● **Assignment**:
Every entry below should appear in the answer exactly as written, apart from the pictures.

--------------------------------------------------

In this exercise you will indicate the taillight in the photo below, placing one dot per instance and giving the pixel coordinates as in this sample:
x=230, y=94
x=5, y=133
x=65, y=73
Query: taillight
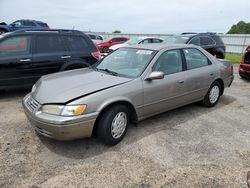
x=96, y=55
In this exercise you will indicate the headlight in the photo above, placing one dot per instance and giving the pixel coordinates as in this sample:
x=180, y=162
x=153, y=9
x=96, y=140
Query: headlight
x=33, y=88
x=74, y=110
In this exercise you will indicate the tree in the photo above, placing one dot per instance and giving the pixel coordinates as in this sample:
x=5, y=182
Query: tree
x=240, y=28
x=116, y=31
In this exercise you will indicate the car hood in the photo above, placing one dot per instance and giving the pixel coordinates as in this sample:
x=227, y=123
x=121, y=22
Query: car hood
x=115, y=47
x=67, y=86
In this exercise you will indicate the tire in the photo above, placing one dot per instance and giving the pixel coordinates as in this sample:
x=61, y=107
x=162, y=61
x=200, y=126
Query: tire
x=105, y=49
x=117, y=115
x=213, y=95
x=2, y=31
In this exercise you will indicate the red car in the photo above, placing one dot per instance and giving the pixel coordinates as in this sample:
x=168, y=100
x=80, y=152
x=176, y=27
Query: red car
x=104, y=46
x=244, y=69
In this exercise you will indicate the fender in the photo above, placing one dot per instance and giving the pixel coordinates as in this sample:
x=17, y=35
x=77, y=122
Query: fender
x=74, y=63
x=5, y=27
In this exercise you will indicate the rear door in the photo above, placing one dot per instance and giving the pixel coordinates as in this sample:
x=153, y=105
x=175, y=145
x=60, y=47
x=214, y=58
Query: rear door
x=49, y=54
x=16, y=61
x=200, y=73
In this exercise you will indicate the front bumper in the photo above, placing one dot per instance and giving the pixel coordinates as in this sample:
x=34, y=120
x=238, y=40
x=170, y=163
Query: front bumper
x=58, y=127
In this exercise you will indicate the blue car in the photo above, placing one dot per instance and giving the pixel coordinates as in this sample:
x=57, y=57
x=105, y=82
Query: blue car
x=22, y=24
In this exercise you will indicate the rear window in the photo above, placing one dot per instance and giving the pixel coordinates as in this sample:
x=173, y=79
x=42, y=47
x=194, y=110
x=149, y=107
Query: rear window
x=15, y=45
x=48, y=44
x=218, y=40
x=42, y=24
x=77, y=43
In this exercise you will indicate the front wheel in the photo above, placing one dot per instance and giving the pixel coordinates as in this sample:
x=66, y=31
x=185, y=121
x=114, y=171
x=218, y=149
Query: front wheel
x=105, y=49
x=213, y=95
x=2, y=31
x=112, y=125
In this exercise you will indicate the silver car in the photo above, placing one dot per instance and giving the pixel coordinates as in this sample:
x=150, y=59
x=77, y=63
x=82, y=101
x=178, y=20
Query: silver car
x=131, y=84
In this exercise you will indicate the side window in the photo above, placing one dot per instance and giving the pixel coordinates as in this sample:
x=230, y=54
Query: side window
x=169, y=62
x=156, y=40
x=114, y=40
x=48, y=44
x=195, y=41
x=207, y=41
x=77, y=43
x=195, y=58
x=18, y=23
x=123, y=39
x=15, y=46
x=29, y=23
x=145, y=41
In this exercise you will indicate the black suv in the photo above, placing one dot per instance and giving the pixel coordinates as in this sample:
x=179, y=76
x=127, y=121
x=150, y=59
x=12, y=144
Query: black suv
x=27, y=55
x=209, y=41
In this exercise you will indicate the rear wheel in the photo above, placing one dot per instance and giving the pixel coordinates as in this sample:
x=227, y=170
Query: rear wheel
x=105, y=49
x=2, y=31
x=112, y=125
x=213, y=95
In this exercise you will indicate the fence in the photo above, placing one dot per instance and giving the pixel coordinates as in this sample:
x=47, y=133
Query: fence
x=234, y=43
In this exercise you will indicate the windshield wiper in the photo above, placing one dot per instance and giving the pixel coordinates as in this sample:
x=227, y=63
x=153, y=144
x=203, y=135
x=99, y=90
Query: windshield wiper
x=109, y=71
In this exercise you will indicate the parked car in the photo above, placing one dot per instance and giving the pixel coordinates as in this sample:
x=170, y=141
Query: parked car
x=209, y=41
x=27, y=55
x=137, y=40
x=95, y=38
x=130, y=84
x=22, y=24
x=244, y=68
x=104, y=46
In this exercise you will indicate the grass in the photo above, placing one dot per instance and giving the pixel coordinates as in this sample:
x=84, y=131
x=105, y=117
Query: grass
x=233, y=58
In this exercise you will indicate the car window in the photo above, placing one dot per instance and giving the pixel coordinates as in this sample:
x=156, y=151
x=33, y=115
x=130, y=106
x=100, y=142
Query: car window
x=48, y=44
x=195, y=41
x=17, y=23
x=77, y=43
x=169, y=62
x=206, y=41
x=127, y=62
x=28, y=23
x=195, y=58
x=145, y=41
x=156, y=40
x=92, y=36
x=15, y=46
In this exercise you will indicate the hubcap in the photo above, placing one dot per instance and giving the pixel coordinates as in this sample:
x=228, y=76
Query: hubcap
x=214, y=94
x=119, y=125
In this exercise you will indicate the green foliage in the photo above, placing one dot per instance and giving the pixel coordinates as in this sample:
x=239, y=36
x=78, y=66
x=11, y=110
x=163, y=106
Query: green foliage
x=240, y=28
x=116, y=31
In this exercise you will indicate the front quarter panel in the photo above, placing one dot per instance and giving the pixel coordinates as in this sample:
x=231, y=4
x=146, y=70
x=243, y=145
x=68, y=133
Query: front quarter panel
x=128, y=92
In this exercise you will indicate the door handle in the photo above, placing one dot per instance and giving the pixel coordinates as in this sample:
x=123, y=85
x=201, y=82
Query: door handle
x=25, y=60
x=66, y=57
x=181, y=81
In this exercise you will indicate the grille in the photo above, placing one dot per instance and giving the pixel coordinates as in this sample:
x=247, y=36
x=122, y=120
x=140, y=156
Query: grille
x=32, y=104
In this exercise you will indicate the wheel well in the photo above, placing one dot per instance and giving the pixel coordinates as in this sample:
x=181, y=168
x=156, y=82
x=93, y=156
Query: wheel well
x=133, y=115
x=220, y=81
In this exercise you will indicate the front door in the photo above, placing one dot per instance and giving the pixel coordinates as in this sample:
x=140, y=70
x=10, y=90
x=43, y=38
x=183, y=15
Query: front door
x=169, y=92
x=15, y=62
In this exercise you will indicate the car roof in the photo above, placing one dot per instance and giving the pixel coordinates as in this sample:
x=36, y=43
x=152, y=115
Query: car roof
x=159, y=46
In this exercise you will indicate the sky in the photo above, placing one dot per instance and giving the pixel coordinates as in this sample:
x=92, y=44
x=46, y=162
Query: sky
x=130, y=16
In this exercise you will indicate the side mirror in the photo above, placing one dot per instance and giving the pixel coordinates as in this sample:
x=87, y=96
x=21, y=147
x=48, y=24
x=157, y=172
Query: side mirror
x=155, y=75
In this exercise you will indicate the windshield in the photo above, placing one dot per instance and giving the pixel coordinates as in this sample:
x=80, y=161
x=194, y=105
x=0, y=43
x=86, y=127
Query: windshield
x=133, y=41
x=176, y=40
x=127, y=62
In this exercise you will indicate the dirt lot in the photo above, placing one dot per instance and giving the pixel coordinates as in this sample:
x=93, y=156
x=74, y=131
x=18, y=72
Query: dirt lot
x=191, y=146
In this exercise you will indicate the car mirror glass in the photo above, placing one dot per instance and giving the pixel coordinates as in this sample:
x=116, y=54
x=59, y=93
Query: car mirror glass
x=155, y=75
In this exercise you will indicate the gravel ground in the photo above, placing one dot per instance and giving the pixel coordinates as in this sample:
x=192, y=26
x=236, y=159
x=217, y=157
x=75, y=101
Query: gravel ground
x=191, y=146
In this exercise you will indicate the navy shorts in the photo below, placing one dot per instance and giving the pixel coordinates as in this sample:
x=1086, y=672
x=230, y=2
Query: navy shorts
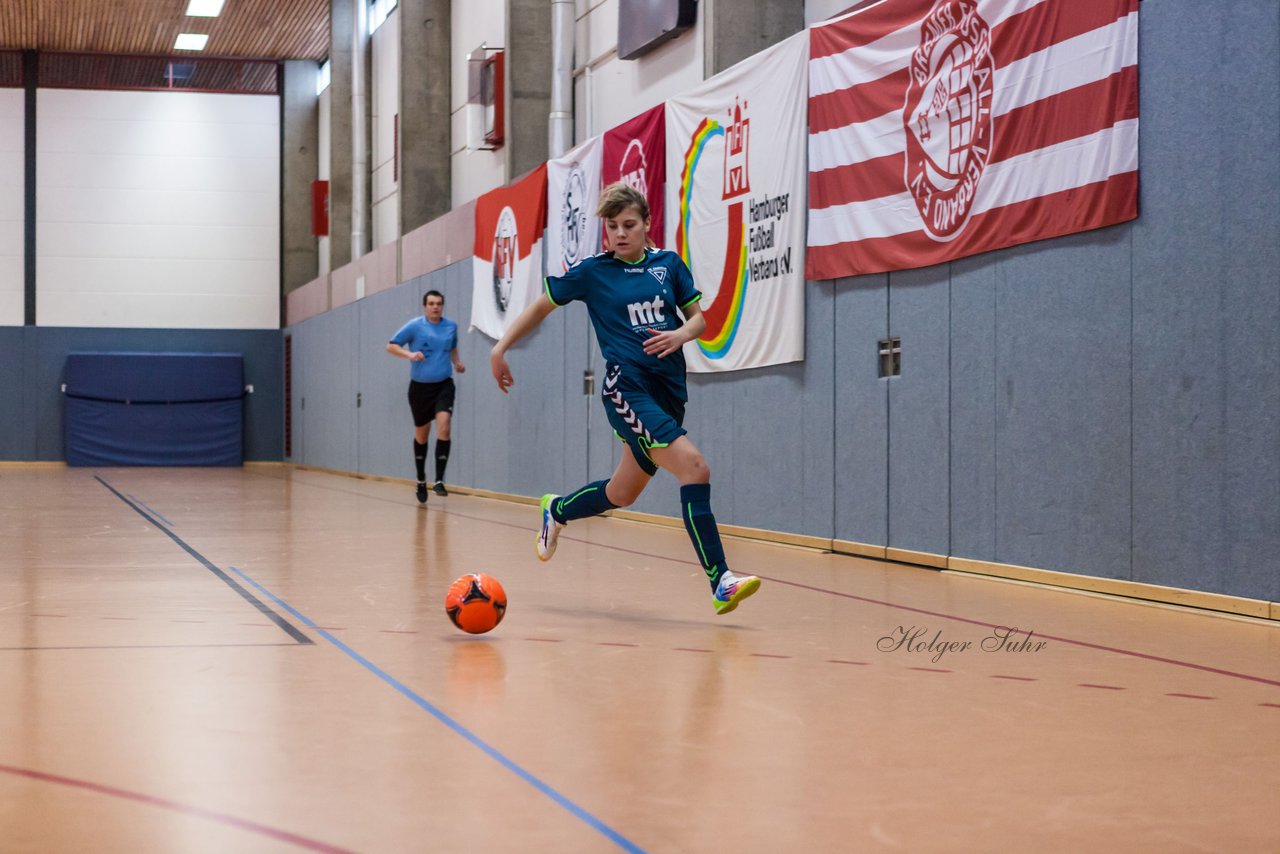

--------------------------------------------------

● **Exercise result**:
In this exercise you will indicate the taillight in the photo below, placing one dot per instance and giving the pixel coordinates as in this sample:
x=230, y=94
x=5, y=133
x=65, y=73
Query: taillight
x=96, y=55
In this exercise you will indicate the headlight in the photo above, placing one dot per instance and giving the pixel coordinates as in this sample:
x=180, y=162
x=153, y=9
x=96, y=140
Query: headlight
x=33, y=88
x=74, y=110
In this exercise you will indicate the tree in the photo above, placing one dot per instance and giving the pixel coordinates as in this sample:
x=5, y=182
Query: tree
x=240, y=28
x=116, y=31
In this exercise you will indicate the car hood in the photo above, placing one dot per instance and giving the pixel coordinates as in this sample:
x=227, y=123
x=121, y=22
Query: car hood
x=115, y=47
x=67, y=86
In this exercise you will indicate the tire in the photo above, placing one dot per instance and giving the pixel coordinates as in this sample:
x=61, y=107
x=162, y=61
x=200, y=126
Query: tire
x=105, y=49
x=117, y=115
x=213, y=95
x=2, y=31
In this exercise you will indicate the red car in the photo above, placing one dot per instance and giving the pixel coordinates as in this sample:
x=168, y=100
x=80, y=152
x=176, y=27
Query: red car
x=104, y=46
x=244, y=69
In this exercise you will indicate the fender in the photo above, placing one dot per instance and giving the pixel coordinates as in this sample:
x=17, y=35
x=77, y=122
Query: fender
x=74, y=63
x=5, y=27
In this exercise you will indicate the rear door in the photo above, placing one dot per instance and giving the pixel coordinates as in this sample:
x=153, y=105
x=175, y=145
x=60, y=47
x=214, y=58
Query: rear door
x=49, y=54
x=16, y=61
x=200, y=73
In this exercise you will indicate the front bumper in the photo above, placing one dot per instance and giving the pixel coordinates as in this sample:
x=34, y=120
x=238, y=40
x=170, y=163
Query: front bumper
x=58, y=127
In this exercise you will indicate the blue car in the photo above, placing one dot per instance and giving the pixel coordinates as in this sample:
x=57, y=57
x=105, y=82
Query: blue car
x=22, y=24
In this exercise you will indicate the rear window in the photo above, placing one dot per instance and giving the pixel coordinates as in this sample:
x=173, y=79
x=42, y=47
x=194, y=110
x=149, y=107
Query: rear window
x=15, y=45
x=48, y=44
x=218, y=40
x=42, y=24
x=77, y=43
In this exercise you will indicate the front wheel in the photo above, placing one dot per instance and giving the pixel coordinates as in this sample:
x=66, y=31
x=185, y=121
x=114, y=171
x=218, y=149
Query: front wheel
x=105, y=49
x=213, y=95
x=2, y=31
x=112, y=125
In this exercise you will indicate the silver car in the photo above, placing one dot per instance and giving the pixel coordinates as in this sample:
x=150, y=59
x=77, y=63
x=82, y=101
x=178, y=20
Query: silver car
x=131, y=84
In this exercise you will indicate the side window in the photo above, placing one dot per instance and giving the pixel coordinates as in this sample:
x=230, y=54
Query: side window
x=169, y=62
x=156, y=40
x=114, y=40
x=48, y=44
x=195, y=41
x=207, y=41
x=77, y=43
x=195, y=58
x=18, y=23
x=123, y=39
x=15, y=46
x=29, y=23
x=145, y=41
In this exercise you will indicate the black suv in the photo above, placing one dot per instance and giving the pixel coordinates as in this sample:
x=179, y=76
x=127, y=121
x=150, y=59
x=12, y=144
Query: black suv
x=27, y=55
x=209, y=41
In this exercise you will indicate the rear wheel in the photo above, placing one dot per instance and giving the pixel coordinates as in this sample:
x=227, y=170
Query: rear wheel
x=105, y=49
x=2, y=31
x=112, y=125
x=213, y=95
In this exercise you will indicate the fence in the photo above, placing one dot per instance and giving the pixel coordinates as in this sample:
x=47, y=133
Query: fence
x=234, y=43
In this exercise you will indicate the windshield wiper in the photo above, placing one dot per instance and giving the pixel coordinates as in this sample:
x=227, y=63
x=153, y=144
x=203, y=135
x=99, y=90
Query: windshield wiper
x=109, y=71
In this exercise you will indicate the parked car in the photo above, placing one dot per instance and giving the pixel coordinates as in this sample:
x=170, y=141
Query: parked car
x=209, y=41
x=27, y=55
x=137, y=40
x=95, y=38
x=130, y=84
x=22, y=24
x=244, y=68
x=104, y=46
In this exercise you will indicate the grass in the photo above, placing one dot per instance and giving the pixel coordinates as in this sample:
x=84, y=131
x=105, y=117
Query: grass
x=233, y=58
In this exercise you will indicate the car window in the photo above, placing one dot per instance and giving the pixel coordinates as in this sample:
x=156, y=151
x=33, y=115
x=130, y=106
x=100, y=142
Query: car window
x=48, y=44
x=195, y=41
x=17, y=23
x=77, y=43
x=169, y=62
x=206, y=41
x=127, y=62
x=28, y=23
x=195, y=58
x=145, y=41
x=156, y=40
x=92, y=36
x=15, y=46
In this exercise you will indicate the hubcap in the photo above, placing one dot per instance and giving the pixel coordinates as in this sample:
x=228, y=76
Query: hubcap
x=214, y=94
x=119, y=125
In this exercise you will indicate the green foliage in the photo above, placing one dot per instance and giving the pixel coordinates as in this sample:
x=239, y=36
x=78, y=66
x=11, y=110
x=163, y=106
Query: green foliage
x=240, y=28
x=116, y=31
In this exercise you will indicate the front quarter panel in the photo above, placing one dot per instance and giving the pixel coordinates as in this sample:
x=231, y=4
x=146, y=70
x=243, y=145
x=68, y=133
Query: front quarter panel
x=128, y=92
In this exercise you will indicate the door handle in the photo above, placing one dot per instance and giving the pixel coordinates as in this sample:
x=123, y=85
x=201, y=82
Query: door handle
x=25, y=60
x=66, y=57
x=181, y=81
In this exercise you will indicate the grille in the photo above, placing one dot per instance and giving the pixel coordinates as in this sample:
x=247, y=36
x=122, y=120
x=140, y=156
Query: grille
x=32, y=104
In this exercise you will indicate the wheel well in the photo above, placing one dot per instance and giving the pixel coordinates as in this sample:
x=181, y=168
x=156, y=82
x=93, y=156
Query: wheel well
x=133, y=115
x=220, y=81
In this exercise you will indicate the front door in the photo above, placing one dot per instance and giving the pixel coordinates as in this sample:
x=140, y=70
x=10, y=90
x=43, y=38
x=183, y=15
Query: front door
x=169, y=92
x=15, y=62
In this exercise you will indicate the car roof in the photo above, placing one dot per instance and giving the pixel coordinates as in this sample:
x=36, y=43
x=152, y=115
Query: car roof
x=159, y=46
In this exercise you will indicate the sky in the photo above, placing one dot per instance and giving the pixel coordinates as in this sample:
x=92, y=44
x=46, y=162
Query: sky
x=130, y=16
In this exercise you will indicate the side mirror in the photo above, placing one dot per instance and giving the pixel coordinates as in this sample:
x=87, y=96
x=21, y=147
x=48, y=24
x=157, y=172
Query: side mirror
x=155, y=75
In this exercise you will indicate the windshield in the photo above, placing one dot per instance and giving the pixel coordinates as in this sample:
x=80, y=161
x=194, y=105
x=0, y=43
x=86, y=127
Query: windshield
x=133, y=41
x=176, y=40
x=127, y=62
In this exercise you will indicate the dirt lot in the photo above, placing one dot per instance and giving the pixel coordinates as in this sample:
x=93, y=156
x=74, y=131
x=18, y=72
Query: dirt lot
x=191, y=146
In this exercise you will indicate the car mirror glass in the photo above, placing one dot per instance and giving the pixel coordinates as in this sample:
x=116, y=54
x=59, y=93
Query: car mirror glass
x=155, y=75
In this exercise you will indicate the gravel ground in the photo above, placing one dot per instance and giving the pixel coordinates as in this sample:
x=192, y=26
x=236, y=159
x=217, y=157
x=75, y=101
Query: gravel ground
x=191, y=146
In this exercise you will indicate the navy shorts in the photo below, placing one dot per instance and giving the pixel coordinates as in this sample:
x=1086, y=672
x=230, y=2
Query: navy shorts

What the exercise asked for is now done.